Before writing anything, find the line that contains "point_to(query) puts a dot on the shadow", then retype the entries below exactly from their first line through that one, without pictures.

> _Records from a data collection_
· · · · · · ·

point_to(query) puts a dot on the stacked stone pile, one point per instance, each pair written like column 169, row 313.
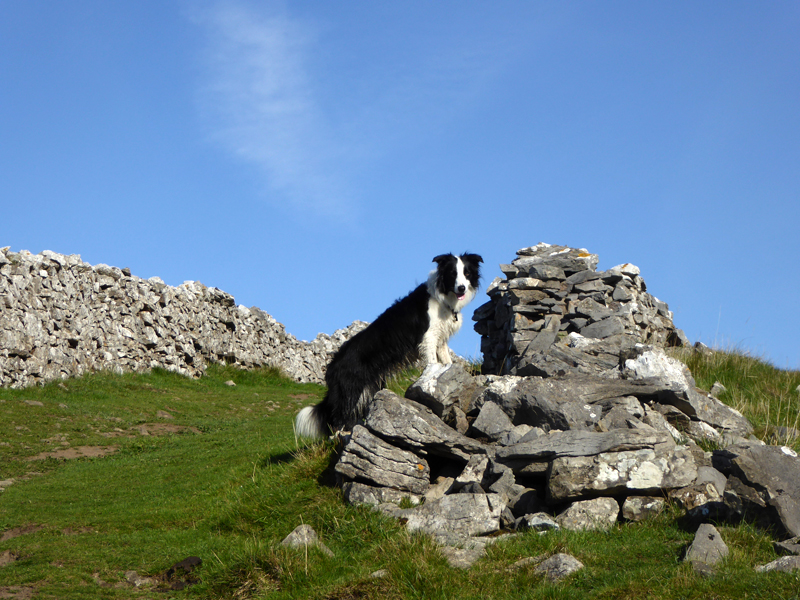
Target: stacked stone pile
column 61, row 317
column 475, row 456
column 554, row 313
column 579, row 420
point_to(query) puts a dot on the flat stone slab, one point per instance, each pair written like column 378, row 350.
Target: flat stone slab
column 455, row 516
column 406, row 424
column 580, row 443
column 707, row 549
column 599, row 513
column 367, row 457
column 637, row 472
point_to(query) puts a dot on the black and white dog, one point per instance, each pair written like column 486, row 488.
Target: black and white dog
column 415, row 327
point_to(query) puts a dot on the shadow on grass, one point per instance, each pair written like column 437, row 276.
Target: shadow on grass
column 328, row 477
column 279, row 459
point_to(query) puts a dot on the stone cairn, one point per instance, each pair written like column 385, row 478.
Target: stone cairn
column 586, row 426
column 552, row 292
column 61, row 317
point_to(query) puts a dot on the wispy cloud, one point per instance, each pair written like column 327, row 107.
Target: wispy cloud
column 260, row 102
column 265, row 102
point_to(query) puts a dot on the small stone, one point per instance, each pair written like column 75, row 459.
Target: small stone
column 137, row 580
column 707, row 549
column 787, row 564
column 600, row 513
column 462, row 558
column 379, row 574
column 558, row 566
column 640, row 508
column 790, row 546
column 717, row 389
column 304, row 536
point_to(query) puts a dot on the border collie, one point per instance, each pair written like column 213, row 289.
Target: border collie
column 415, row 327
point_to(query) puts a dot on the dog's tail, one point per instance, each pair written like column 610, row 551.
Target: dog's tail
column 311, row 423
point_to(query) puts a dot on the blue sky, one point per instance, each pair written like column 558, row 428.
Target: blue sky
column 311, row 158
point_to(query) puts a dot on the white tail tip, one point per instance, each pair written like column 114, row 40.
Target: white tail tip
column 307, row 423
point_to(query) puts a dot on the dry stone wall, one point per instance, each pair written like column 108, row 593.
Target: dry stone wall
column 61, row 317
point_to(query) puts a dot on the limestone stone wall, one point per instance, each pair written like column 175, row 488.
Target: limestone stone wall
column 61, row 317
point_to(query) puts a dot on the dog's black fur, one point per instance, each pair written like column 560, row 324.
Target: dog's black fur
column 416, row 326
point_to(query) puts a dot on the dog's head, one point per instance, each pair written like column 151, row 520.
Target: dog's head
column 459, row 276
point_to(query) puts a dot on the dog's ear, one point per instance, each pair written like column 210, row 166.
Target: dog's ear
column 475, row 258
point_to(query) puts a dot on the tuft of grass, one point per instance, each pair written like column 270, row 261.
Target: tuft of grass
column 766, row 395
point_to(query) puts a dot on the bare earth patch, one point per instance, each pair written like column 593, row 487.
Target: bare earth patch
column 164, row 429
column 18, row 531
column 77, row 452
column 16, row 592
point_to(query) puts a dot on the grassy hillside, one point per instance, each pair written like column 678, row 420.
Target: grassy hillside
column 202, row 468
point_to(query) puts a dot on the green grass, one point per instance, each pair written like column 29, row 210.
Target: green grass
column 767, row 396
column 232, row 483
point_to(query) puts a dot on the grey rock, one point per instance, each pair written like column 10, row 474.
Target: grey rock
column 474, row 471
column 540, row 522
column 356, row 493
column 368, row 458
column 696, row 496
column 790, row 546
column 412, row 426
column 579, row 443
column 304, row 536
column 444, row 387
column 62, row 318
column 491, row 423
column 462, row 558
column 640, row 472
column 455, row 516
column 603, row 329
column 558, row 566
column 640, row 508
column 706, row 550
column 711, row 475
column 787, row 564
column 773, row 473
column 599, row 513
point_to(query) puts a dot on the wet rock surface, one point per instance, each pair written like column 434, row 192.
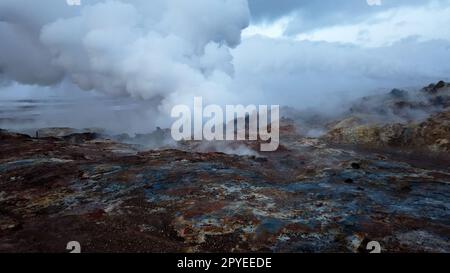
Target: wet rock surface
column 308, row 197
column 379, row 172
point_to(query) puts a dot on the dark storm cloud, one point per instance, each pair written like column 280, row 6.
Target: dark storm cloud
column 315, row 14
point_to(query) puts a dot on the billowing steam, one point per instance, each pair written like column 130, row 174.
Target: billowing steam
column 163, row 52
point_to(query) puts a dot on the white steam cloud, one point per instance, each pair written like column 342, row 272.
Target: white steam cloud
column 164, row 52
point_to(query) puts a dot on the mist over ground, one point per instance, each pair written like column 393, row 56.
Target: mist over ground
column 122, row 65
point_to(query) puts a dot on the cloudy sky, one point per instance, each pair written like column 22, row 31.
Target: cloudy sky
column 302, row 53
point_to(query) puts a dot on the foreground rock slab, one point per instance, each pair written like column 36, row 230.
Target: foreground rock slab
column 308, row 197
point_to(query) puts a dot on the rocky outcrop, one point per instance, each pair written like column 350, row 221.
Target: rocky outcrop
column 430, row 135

· · · · · · ·

> _EXERCISE ANSWER_
point_to(query) puts a dot on the stacked stone pile, one point per instance, each pair written like column 169, row 313.
Target: stacked stone pile
column 61, row 317
column 475, row 456
column 554, row 313
column 579, row 420
point_to(query) puts a dot on the flat stone slab, one point per instance, each pair written like column 378, row 350.
Target: flat stone slab
column 455, row 516
column 406, row 424
column 580, row 443
column 707, row 549
column 599, row 513
column 367, row 457
column 637, row 472
point_to(query) puts a dot on the black and white dog, one point per instance, each pair written like column 486, row 488.
Target: black and white dog
column 415, row 327
point_to(query) puts a dot on the shadow on grass, one point per instance, each pair written like column 437, row 276.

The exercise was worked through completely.